霧ヶ峰、鷲ヶ峰、三峰山、鉢伏山、高ボッチ山 1

行程 (着/発)(+++:電車、===:バス、---:徒歩、***:その他)

◆ 5月26日
茅野 (7:45) === 車山高原 (8:45/8:55) --- 車山 (9:55/10:05) --- 蝶々深山 (10:45/10:55) --- 物見石 (11:10/11:25) --- 八島ビジターセンター (12:20/12:30) --- 鷲ヶ峰 (13:10/13:20) --- 和田峠 (14:00/14:05) --- 三峰山 (15:40)

山日記 (どかどか草原トレイルをゆく 1 編)

日本ロングトレイル ・・・ 偶然、ネットで見つけた。
日本ロングトレイル ・・・ 何だかすごくカッコ良くない?
日本ロングトレイル ・・・ バキバキの闘争心を煽られる!

日本ロングトレイルの中の一つ、中央分水嶺トレイル。
それは長門牧場ー大門峠ー車山ー和田峠ー扇峠ー美ヶ原まで全長38kmのトレイルだ。

トレイルとは・・・登山道やハイキング道、林道、古道などをつなぎ合わせた距離の長い自然歩道を歩くことらしい。

でもどうなんだろう、登山者にとって山麓や平地を歩く意味とは?と素朴な疑問が立ちはだかる。
それじゃー車山から美ヶ原まで歩いてみるか。
ちょっと待ってお兄さん!
美ヶ原は以前一度登ったことがあるし、だったら車山から鉢伏山へ向うのはどうだ。
鉢伏山は山頂まで車道が通っているし、車が無い僕にとってはこんな機会じゃないと登らない山だと思った。

あれっ・・・んーん、これだと日本ロングトレイルがただの車山ー鉢伏山縦走になってない?




車山スキー場では誰も乗っていないリフトがカラカラと音を立て次々と車山へ昇って行く。
車山山頂まで片道1000円かぁー!少し気持ちが動いたけれどやっぱり自分の足で登らなくては。

何でだろう?
これまで車山高原(霧ヶ峰)には2回来ているけど車山には一度も登ってない。
今回はちゃんとピークを踏まなくては!・・・何だか目標が小さくねぇーか?

地図(山と高原地図)ではスキー場から直接車山に登れるルートが記載されているけれど今回もやっぱりその登山道が見つけられない。
仕方なく車山乗越へ向うことにしたけれど、地図にあるようなスキー場のド真中を登る登山道も見つからないのでスキー場の北側を大きく回り込む「信濃路自然歩道」を登っていく。

=== 課題 1 ===
エントリのうち「window」という文字列を含む行を数え、その数だけを答えてください。大文字と小文字は区別します。
後に続くエントリは本文とは無関係です。

=== 座標アノテーションのエントリ ===
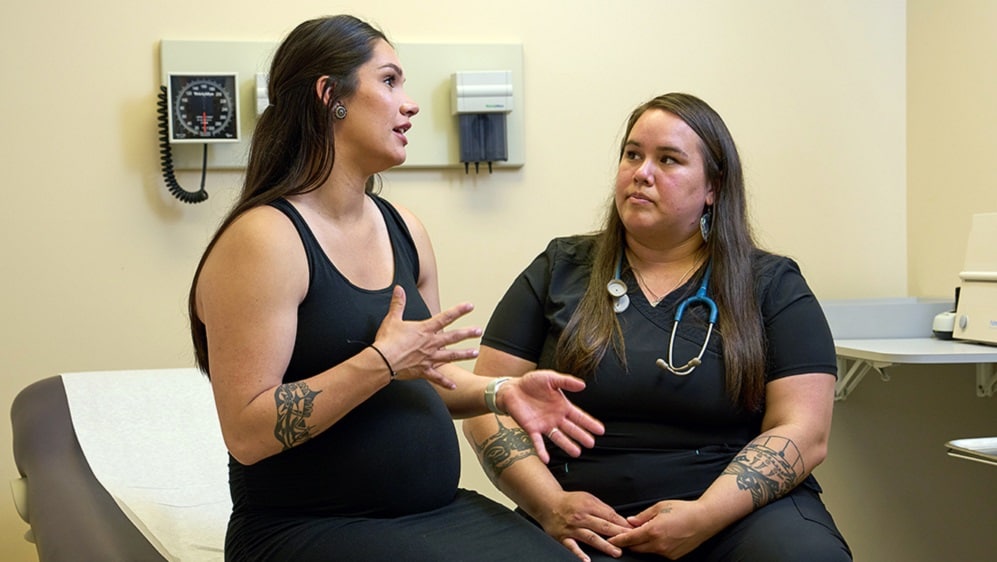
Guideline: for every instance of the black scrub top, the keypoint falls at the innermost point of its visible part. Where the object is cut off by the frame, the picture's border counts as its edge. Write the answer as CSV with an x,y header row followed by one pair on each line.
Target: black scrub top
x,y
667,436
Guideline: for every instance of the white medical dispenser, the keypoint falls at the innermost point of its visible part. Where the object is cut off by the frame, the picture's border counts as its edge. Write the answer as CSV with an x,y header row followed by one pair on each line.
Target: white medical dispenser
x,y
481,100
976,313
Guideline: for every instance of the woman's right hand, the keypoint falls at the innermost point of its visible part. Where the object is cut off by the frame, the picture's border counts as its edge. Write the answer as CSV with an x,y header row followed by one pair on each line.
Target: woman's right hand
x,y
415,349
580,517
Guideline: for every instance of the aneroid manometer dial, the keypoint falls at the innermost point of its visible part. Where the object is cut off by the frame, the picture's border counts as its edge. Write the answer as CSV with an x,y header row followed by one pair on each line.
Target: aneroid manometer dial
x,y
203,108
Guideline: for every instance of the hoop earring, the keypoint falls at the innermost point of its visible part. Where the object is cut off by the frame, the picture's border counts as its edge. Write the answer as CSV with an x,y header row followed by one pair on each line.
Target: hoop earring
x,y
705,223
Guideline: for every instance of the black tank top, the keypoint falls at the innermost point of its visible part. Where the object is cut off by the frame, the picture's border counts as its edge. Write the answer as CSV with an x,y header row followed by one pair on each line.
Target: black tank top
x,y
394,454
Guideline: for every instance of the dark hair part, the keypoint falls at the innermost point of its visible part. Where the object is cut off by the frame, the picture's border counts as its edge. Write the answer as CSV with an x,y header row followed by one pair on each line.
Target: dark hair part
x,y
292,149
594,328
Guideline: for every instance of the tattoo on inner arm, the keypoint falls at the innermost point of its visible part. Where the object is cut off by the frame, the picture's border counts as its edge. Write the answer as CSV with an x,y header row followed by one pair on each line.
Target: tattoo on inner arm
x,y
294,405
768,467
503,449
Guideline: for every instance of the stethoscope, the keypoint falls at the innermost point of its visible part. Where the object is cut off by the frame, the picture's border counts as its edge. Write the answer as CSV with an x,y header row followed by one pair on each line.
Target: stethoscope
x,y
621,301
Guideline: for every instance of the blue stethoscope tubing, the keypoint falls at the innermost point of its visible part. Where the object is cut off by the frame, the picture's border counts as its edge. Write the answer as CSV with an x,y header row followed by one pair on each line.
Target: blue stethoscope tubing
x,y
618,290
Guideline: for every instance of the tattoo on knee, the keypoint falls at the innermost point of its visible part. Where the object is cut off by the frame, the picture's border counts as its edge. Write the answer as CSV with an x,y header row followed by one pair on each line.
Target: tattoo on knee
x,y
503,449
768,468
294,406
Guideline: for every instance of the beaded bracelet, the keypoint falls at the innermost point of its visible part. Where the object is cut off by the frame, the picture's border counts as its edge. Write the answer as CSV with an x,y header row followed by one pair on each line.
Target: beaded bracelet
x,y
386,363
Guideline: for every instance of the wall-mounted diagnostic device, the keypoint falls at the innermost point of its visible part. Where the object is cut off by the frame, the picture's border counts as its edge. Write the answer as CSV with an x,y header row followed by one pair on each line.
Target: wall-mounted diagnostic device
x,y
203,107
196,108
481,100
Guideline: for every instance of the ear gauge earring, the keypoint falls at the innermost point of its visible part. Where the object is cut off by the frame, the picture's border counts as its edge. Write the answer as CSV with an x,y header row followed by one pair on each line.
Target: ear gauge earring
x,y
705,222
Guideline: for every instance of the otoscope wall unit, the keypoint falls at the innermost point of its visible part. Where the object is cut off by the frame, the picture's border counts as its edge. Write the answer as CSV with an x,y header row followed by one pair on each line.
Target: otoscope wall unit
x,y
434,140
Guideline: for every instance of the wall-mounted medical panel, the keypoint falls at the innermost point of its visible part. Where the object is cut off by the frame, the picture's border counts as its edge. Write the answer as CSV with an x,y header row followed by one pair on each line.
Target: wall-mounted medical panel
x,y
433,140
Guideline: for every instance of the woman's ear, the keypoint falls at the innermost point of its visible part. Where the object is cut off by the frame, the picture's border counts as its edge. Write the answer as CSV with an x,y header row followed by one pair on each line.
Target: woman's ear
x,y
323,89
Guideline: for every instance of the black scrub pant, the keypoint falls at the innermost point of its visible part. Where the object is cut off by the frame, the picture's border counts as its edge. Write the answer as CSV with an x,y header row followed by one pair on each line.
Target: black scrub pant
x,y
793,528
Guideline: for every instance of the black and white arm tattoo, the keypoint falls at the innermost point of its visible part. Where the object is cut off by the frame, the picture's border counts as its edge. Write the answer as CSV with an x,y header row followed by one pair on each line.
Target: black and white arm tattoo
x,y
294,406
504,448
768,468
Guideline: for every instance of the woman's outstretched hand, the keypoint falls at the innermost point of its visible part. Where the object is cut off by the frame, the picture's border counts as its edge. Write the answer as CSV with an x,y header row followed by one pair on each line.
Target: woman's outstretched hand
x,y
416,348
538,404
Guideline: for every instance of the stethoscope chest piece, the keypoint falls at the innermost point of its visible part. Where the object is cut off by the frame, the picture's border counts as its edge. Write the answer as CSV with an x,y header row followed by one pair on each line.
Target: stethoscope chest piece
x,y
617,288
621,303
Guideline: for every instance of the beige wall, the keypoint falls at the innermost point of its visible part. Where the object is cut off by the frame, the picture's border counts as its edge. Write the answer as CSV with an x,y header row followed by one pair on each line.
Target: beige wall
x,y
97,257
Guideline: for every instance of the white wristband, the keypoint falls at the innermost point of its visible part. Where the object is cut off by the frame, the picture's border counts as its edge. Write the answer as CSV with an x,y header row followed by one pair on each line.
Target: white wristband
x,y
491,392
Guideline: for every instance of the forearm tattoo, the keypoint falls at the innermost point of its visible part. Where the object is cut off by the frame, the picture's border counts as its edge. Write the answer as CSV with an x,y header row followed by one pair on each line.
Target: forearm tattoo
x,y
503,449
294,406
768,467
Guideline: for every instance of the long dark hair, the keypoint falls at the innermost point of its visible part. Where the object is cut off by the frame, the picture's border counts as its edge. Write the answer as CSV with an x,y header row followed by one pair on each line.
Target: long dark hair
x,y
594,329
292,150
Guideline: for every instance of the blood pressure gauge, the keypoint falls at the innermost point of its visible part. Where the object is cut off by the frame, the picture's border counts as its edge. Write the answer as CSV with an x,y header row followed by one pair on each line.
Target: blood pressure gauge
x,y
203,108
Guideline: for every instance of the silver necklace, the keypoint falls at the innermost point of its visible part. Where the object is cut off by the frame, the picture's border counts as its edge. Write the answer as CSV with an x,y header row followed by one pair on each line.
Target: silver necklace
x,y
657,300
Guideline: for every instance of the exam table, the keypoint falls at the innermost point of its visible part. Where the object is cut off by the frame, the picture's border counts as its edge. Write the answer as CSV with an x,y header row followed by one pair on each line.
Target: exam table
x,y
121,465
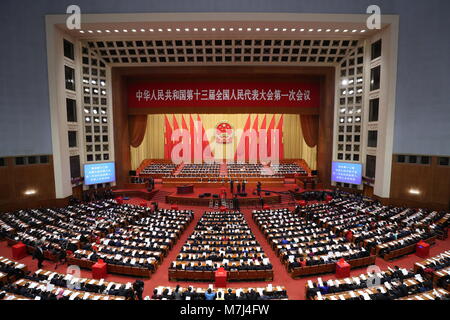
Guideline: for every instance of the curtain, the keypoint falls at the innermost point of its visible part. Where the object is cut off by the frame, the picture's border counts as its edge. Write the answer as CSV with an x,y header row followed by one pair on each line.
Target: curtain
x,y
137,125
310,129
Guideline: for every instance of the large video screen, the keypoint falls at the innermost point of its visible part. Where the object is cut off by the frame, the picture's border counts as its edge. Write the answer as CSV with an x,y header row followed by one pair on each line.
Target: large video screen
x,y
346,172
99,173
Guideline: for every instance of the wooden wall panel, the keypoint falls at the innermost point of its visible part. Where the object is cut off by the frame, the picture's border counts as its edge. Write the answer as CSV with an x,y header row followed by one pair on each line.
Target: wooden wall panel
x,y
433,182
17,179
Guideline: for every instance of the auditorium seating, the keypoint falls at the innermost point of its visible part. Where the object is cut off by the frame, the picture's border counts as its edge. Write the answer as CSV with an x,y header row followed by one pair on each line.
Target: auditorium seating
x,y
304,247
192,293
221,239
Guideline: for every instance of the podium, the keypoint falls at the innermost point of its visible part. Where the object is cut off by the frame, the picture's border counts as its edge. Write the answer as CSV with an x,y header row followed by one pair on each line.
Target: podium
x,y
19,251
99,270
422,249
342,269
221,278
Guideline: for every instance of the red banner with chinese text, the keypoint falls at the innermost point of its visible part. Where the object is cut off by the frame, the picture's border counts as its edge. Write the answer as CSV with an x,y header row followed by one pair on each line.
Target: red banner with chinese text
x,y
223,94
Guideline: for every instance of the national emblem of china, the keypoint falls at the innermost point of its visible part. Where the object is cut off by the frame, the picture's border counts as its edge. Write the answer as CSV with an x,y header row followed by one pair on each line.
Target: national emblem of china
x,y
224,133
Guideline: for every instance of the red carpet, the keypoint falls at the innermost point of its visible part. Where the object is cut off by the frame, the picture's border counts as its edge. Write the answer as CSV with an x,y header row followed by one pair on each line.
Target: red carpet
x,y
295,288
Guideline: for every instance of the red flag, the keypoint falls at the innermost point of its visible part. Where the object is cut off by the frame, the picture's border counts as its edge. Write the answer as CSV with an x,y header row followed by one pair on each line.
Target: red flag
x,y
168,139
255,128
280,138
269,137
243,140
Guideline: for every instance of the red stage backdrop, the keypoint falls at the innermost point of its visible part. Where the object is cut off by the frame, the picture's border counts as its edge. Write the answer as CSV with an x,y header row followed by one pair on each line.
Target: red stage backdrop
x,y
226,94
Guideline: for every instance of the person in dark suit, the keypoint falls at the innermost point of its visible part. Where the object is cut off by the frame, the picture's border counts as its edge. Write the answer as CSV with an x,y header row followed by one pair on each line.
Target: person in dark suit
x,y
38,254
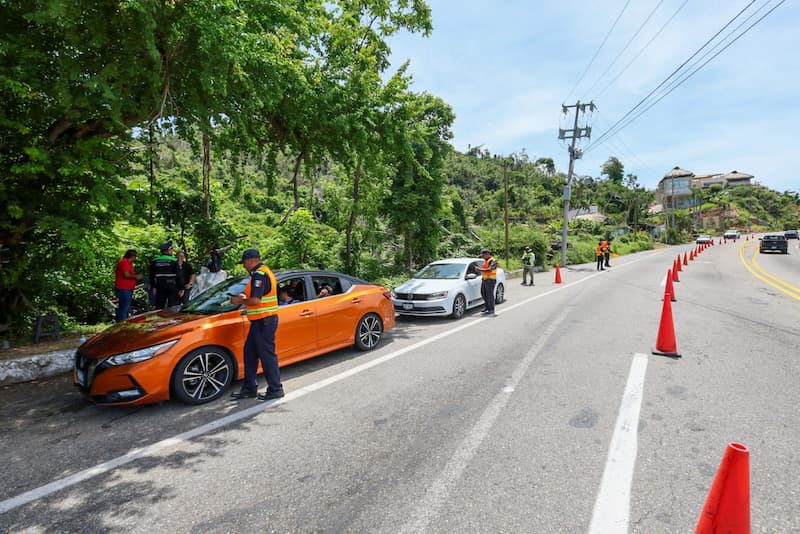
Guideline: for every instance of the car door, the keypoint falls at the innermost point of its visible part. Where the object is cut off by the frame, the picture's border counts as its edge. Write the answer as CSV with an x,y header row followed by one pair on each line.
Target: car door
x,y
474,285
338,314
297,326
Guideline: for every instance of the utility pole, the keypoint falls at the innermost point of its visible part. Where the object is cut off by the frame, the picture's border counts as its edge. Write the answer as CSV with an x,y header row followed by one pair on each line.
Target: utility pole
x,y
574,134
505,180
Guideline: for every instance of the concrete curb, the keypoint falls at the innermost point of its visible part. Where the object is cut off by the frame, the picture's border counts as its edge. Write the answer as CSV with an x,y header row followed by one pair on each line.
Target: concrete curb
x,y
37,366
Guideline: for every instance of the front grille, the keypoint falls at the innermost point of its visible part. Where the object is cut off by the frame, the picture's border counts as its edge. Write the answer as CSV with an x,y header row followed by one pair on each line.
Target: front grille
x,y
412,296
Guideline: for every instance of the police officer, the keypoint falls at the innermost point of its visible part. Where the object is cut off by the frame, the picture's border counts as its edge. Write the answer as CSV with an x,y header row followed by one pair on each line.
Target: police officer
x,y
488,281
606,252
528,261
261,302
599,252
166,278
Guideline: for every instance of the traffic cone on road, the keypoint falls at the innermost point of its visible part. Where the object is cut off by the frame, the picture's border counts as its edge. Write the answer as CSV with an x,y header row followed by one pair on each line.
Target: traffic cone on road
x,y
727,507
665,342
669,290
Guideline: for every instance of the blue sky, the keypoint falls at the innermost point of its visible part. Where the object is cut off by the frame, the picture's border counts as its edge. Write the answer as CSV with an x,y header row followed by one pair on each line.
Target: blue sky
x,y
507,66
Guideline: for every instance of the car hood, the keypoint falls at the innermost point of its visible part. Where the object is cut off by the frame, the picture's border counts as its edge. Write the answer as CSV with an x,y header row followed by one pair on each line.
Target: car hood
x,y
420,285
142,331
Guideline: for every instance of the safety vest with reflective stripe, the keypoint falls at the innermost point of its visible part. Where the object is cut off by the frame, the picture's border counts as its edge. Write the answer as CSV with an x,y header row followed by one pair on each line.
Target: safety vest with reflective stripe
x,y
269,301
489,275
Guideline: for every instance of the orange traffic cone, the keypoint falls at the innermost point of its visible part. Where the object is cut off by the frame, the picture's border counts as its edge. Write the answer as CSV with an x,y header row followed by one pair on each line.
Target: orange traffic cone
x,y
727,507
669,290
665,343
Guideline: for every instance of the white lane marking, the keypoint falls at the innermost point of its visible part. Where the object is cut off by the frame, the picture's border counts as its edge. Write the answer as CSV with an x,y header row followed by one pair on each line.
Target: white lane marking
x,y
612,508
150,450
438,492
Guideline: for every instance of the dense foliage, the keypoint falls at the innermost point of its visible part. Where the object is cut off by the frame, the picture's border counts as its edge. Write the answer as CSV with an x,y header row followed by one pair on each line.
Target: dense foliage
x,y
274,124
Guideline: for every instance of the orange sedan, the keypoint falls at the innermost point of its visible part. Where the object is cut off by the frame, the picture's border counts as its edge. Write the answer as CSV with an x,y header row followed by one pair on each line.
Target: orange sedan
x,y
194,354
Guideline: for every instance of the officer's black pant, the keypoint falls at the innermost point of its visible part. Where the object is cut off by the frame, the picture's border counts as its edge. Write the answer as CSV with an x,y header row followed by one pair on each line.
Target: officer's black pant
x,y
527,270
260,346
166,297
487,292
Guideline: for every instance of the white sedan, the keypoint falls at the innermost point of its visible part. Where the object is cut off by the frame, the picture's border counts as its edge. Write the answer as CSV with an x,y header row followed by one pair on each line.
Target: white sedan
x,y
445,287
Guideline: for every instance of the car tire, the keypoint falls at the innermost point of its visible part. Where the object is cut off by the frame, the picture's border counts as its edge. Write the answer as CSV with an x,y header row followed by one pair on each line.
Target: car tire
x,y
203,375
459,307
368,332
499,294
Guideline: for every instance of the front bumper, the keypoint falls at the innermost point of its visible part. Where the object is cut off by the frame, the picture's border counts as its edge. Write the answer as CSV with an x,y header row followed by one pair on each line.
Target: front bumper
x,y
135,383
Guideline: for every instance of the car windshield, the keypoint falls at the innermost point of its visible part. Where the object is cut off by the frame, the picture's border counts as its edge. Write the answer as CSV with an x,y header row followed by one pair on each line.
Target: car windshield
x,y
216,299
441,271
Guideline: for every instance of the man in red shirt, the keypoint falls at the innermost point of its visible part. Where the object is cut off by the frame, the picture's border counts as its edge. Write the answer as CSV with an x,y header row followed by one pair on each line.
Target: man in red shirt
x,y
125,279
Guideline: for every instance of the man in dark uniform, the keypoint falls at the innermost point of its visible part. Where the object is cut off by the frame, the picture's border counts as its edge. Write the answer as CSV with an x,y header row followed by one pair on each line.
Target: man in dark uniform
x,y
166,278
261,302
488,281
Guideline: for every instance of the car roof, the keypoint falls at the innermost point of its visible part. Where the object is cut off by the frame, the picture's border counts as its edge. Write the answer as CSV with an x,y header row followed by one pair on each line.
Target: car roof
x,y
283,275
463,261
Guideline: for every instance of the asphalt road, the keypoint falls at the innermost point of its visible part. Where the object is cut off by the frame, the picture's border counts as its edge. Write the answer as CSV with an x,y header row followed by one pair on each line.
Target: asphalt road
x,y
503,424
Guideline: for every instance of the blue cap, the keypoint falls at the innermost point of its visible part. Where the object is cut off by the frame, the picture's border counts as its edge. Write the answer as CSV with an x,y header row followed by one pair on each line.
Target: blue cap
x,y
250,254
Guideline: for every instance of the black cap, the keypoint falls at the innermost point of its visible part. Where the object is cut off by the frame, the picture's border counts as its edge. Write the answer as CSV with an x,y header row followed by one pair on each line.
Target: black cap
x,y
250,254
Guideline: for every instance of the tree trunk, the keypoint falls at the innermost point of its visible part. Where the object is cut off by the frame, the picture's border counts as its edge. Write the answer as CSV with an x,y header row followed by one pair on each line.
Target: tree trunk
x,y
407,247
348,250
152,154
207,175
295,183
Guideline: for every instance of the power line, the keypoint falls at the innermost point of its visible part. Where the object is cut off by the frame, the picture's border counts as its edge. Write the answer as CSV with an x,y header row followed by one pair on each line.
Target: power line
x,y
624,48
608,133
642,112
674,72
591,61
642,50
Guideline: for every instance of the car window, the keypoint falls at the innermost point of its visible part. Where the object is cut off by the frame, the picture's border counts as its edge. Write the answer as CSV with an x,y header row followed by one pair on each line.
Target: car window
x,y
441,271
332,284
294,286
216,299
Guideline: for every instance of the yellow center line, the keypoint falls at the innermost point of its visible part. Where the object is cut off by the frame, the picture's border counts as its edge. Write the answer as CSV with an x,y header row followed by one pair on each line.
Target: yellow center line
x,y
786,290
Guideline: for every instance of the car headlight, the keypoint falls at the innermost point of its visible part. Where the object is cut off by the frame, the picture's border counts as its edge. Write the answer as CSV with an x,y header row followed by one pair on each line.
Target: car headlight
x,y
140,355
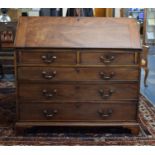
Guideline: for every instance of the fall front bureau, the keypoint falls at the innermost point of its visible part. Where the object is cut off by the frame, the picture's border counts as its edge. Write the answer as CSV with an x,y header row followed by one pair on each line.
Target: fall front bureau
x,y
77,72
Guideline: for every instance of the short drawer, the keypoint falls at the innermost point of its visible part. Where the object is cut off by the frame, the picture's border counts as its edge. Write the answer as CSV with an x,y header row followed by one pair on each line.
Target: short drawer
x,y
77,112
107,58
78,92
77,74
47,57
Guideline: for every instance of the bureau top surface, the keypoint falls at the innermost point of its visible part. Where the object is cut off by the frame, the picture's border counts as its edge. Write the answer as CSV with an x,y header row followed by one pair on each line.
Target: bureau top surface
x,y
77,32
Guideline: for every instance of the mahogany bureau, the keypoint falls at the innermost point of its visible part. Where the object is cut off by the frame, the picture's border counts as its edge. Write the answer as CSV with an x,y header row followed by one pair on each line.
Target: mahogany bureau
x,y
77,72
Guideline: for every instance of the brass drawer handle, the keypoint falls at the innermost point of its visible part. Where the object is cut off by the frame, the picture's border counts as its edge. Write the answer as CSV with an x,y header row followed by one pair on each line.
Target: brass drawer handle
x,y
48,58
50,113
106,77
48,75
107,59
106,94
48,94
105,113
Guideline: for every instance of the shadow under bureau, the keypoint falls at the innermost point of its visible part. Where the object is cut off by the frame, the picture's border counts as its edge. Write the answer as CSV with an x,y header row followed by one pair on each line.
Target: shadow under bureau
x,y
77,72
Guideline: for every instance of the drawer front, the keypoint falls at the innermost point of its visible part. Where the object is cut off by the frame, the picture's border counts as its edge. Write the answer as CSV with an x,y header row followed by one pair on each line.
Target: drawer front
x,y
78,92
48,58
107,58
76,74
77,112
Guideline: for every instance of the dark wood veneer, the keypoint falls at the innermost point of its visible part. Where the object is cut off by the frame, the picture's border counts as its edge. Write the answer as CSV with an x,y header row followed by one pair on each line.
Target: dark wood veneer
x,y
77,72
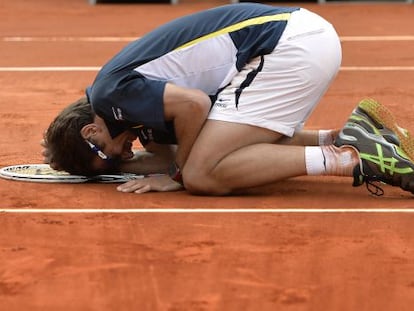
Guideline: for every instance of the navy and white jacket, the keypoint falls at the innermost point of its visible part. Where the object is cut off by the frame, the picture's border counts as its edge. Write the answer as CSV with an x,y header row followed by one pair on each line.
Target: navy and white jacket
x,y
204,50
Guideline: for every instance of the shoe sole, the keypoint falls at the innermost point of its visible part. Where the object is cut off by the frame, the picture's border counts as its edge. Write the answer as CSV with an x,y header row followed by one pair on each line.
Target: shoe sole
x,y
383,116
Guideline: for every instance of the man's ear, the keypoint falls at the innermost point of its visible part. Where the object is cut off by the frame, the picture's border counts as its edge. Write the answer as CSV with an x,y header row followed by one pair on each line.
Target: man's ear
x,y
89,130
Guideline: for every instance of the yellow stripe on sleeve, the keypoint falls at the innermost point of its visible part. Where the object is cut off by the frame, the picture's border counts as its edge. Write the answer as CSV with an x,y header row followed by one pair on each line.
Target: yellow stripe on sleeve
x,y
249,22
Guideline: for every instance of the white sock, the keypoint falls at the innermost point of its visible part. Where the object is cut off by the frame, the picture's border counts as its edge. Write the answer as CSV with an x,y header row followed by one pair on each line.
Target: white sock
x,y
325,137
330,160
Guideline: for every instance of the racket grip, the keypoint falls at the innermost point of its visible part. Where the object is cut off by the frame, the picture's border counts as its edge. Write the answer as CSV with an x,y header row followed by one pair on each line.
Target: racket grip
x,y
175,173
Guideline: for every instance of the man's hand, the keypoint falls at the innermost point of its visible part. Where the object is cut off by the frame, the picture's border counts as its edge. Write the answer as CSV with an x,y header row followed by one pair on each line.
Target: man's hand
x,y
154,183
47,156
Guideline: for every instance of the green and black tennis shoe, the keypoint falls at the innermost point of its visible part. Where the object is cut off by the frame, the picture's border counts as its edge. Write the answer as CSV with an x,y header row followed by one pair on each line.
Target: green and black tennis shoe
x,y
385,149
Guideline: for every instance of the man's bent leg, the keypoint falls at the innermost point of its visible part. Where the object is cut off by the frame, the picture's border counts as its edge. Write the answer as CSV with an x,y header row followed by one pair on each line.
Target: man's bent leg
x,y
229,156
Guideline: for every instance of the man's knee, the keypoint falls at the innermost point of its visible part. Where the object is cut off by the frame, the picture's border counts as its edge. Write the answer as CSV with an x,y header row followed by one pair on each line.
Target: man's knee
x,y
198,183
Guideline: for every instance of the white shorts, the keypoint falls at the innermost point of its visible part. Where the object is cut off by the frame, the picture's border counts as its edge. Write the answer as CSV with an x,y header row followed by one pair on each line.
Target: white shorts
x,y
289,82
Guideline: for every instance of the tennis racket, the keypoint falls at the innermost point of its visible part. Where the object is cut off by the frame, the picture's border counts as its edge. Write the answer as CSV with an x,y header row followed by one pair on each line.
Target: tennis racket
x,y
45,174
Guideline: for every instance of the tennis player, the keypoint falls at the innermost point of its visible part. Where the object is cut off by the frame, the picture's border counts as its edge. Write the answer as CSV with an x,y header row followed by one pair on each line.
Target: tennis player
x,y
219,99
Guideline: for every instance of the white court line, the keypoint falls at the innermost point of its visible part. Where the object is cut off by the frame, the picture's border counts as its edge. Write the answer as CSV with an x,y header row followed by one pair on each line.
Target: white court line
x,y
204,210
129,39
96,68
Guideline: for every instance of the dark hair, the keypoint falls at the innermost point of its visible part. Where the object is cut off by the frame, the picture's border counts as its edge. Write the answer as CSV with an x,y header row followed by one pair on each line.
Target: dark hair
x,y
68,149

=== 課題 2 ===
本文の「鉢伏山は山頂まで車道が通って」から「今回はちゃんとピークを踏まなくては!・・・何だか目標が小さくねぇーか?」までを、「リフト」を「ゴンドラ」に置き換えてすべて書き出してください。

=== 結果 1 ===
2

=== 結果 2 ===
鉢伏山は山頂まで車道が通っているし、車が無い僕にとってはこんな機会じゃないと登らない山だと思った。

あれっ・・・んーん、これだと日本ロングトレイルがただの車山ー鉢伏山縦走になってない?




車山スキー場では誰も乗っていないゴンドラがカラカラと音を立て次々と車山へ昇って行く。
車山山頂まで片道1000円かぁー!少し気持ちが動いたけれどやっぱり自分の足で登らなくては。

何でだろう?
これまで車山高原(霧ヶ峰)には2回来ているけど車山には一度も登ってない。
今回はちゃんとピークを踏まなくては!・・・何だか目標が小さくねぇーか?